Location identification items:
• • • •

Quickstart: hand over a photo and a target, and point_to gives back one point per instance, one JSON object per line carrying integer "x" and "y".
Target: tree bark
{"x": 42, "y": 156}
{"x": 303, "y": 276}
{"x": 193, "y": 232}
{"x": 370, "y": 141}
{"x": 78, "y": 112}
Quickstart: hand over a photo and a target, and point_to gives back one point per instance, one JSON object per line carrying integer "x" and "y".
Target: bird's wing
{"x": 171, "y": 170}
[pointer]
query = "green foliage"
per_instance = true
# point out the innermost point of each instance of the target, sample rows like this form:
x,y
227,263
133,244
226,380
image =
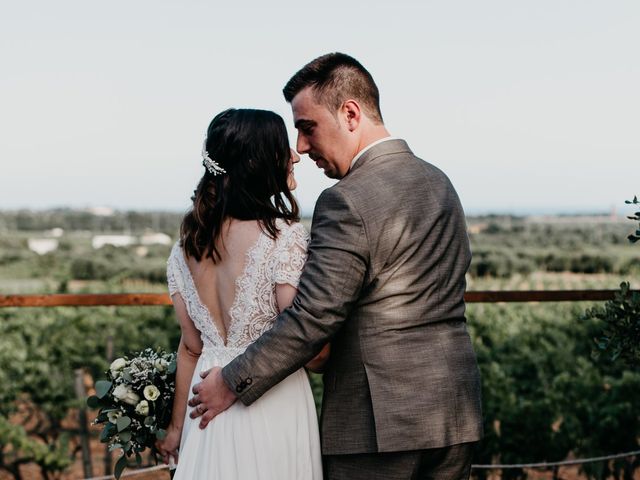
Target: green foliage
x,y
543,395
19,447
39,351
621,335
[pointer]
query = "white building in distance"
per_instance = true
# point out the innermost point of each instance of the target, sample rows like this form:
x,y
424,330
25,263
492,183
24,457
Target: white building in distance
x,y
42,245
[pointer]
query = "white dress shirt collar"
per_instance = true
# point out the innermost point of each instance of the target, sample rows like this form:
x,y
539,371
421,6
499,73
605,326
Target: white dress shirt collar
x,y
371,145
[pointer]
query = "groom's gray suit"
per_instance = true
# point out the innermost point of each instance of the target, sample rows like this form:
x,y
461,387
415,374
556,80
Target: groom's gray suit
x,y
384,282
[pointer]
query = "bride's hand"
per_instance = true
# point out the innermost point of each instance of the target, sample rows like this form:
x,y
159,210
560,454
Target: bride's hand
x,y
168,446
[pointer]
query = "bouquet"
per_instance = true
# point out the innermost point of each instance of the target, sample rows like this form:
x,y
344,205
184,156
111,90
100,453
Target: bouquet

• • • •

**Aim:**
Repeat all of the entries above word for word, leaving out the pictures.

**Solution for this task:**
Quickstart: hand over a photo and a target, and point_to gives back one point per instance, one JSON object per line carrying integer "x" and "y".
Target: tree bark
{"x": 42, "y": 156}
{"x": 303, "y": 276}
{"x": 193, "y": 232}
{"x": 370, "y": 141}
{"x": 78, "y": 112}
Quickstart: hand over a photo and a target, and point_to gives back one point per instance, one JSON object per line carrying integer "x" and "y".
Target: bird's wing
{"x": 171, "y": 170}
[pointer]
query = "green foliage"
per_instance = true
# point out the innermost point of each instance of the target, sample rows like this form:
x,y
227,263
133,244
226,380
image =
Target: green foliage
x,y
543,395
19,447
39,351
621,335
[pointer]
query = "white building in distance"
per_instance = true
# point out the innermost point of each instance of the target, sample rows like this form:
x,y
424,330
25,263
492,183
24,457
Target: white building in distance
x,y
42,245
[pointer]
query = "white dress shirt collar"
per_instance = true
# point out the innermost point of each instance of the target, sample rows like this form:
x,y
539,371
421,6
499,73
605,326
Target: white dress shirt collar
x,y
371,145
[pointer]
query = "groom's gray suit"
per_instance = true
# point out the innermost point of each instance of the target, sample rows like this form:
x,y
461,387
415,374
556,80
Target: groom's gray suit
x,y
384,282
[pointer]
query = "bride's hand"
per_instance = true
# point out the innermost point of each instance of the target, sample rows like this form:
x,y
159,210
560,454
Target: bride's hand
x,y
168,446
[pointer]
query = "bouquet"
per_instance = true
# point out the innermost point of each instance of the target, sample rows like this form:
x,y
344,205
184,156
111,90
100,453
Target: bouquet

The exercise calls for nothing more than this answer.